Text extract:
By Param Nayankumar Pandya
The European Commission’s (EC) Sustainable Corporate Governance Initiative aims at ‘fostering more sustainable corporate governance and contributing to more accountability for companies’ sustainable value creation’. The EC commissioned the auditing firm Ernst & Young (EY) to conduct a study outlining options for a possible future EU-wide action in the area of corporate law and governance, which resulted in a report in July 2020 (EY Report). Drawing upon the report, the EC has introduced new corporate governance requirements in the Proposal for a Directive on Corporate Sustainability Due Diligence (CSDDD or Commission Proposal) published in February 2022. Article 25 of the draft clarifies that directors, under their duty of care, must account for sustainability matters when pursuing the best interests of the company. Article 25 reads as follows:
Member States shall ensure that, when fulfilling their duty to act in the best interest of the company, directors of companies referred to in Article 2(1) take into account the consequences of their decisions for sustainability matters, including, where applicable, human rights, climate change and environmental consequences, including in the short, medium and long term.
This proposition has been met with huge criticism. While the EC proposed to reform the scope of directors’ duties, the Council of the European Union, in its General Approach to the CSDDD, recommends the deletion of Article 25.
This blog post discusses (1) the role and importance of directors' duties as a tool to harness sustainable corporate governance; (2) the drawbacks of the current formulation of Article 25 in the Commission Proposal; and (3) the issues that may arise when enforcing Article 25 within the EU. I argue that a future CSDDD should include a provision detailing directors' duties to consider stakeholders’ interests, with modifications to Article 25 as it stands. Furthermore, the final CSDDD should provide for effective enforcement of a revised Article 25, if the EU desires that corporations meaningfully engage with non-shareholder constituencies such as creditors, employees, the environment, and the community at large (stakeholders) in corporate decision-making.
Role and Importance of Directors’ Duties
Under corporate law, directors owe a fiduciary duty to promote the interests of the company. Directors’ duties have been an integral part of global corporate governance frameworks. I advance a couple of arguments on why directors’ duties considering stakeholders’ interests are an appropriate tool to make corporations more ‘sustainable’. First, from an agency-problem perspective, directors’ duties have been used as a tool to contain externalities against stakeholders. In the ex-ante sense, they refrain directors from acting opportunistically and penalise directors ex-post for breaches.

Set task 1:
In the blog post on directors' duties, which non-shareholder constituencies are listed as examples of stakeholders? Name all of them.

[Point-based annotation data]
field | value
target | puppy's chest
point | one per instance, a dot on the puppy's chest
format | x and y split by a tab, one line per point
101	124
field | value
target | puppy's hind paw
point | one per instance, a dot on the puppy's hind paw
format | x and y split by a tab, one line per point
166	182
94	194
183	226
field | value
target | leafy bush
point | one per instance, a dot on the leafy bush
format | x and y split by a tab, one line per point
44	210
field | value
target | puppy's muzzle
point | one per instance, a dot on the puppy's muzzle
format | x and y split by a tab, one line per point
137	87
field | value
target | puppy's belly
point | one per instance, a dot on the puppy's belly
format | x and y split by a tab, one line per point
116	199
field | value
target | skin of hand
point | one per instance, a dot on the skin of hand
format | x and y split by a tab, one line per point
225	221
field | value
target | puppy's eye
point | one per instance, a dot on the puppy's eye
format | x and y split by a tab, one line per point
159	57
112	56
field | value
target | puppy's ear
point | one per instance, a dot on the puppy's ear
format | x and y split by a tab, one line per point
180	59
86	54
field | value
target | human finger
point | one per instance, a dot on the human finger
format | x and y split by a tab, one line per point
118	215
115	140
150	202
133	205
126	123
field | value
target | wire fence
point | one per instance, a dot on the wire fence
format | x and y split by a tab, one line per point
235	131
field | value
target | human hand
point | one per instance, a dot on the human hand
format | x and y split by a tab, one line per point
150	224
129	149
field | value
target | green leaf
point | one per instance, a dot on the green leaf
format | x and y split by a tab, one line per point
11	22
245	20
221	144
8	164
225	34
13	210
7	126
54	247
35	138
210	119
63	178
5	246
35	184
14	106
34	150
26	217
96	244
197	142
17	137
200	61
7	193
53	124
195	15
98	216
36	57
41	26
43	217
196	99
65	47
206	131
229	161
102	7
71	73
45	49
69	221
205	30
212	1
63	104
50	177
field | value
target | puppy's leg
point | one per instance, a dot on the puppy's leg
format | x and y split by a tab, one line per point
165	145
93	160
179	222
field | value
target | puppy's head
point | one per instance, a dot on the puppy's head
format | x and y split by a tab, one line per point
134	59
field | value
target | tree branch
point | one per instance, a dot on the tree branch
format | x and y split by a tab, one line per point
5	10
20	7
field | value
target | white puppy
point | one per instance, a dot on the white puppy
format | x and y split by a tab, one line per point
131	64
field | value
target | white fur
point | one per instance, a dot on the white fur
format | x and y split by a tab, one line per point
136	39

Set task 2:
Report each line of the listing that contains the string "hind".

Reply 1:
Creditors, employees, the environment, and the community at large.

Reply 2:
target | puppy's hind paw
point | one per instance, a dot on the puppy's hind paw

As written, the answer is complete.